▶ _DATA SUPPLIED_
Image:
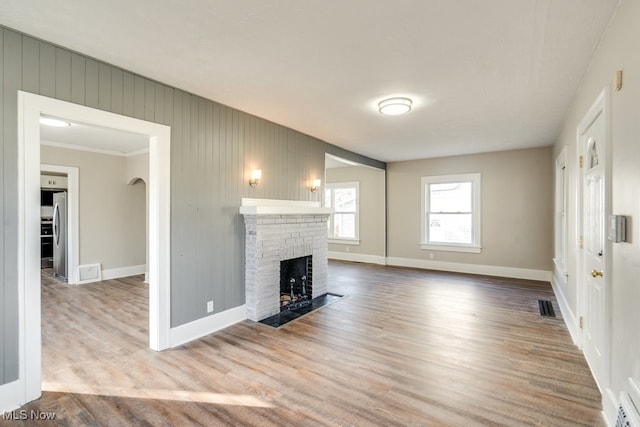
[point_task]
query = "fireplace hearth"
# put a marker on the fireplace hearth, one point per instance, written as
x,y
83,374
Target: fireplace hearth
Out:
x,y
279,233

▶ _DIRECTIONS FOR THIS TASK_
Convert every line of the items above into a Markdown table with the columns "No." and "Content", numbering the rows and skipping blank lines. Leave the pictures out of the table.

▶ _RESULT OF THE EXERCISE_
| No. | Content |
|---|---|
| 1 | Image: |
| 2 | [point_task] |
| 3 | query = "fireplace hearth" |
| 4 | # put a marker on the fireplace hearth, one point per instance, written as |
| 5 | x,y |
| 6 | 83,374 |
| 7 | Target: fireplace hearth |
| 8 | Out: |
| 9 | x,y |
| 10 | 279,233 |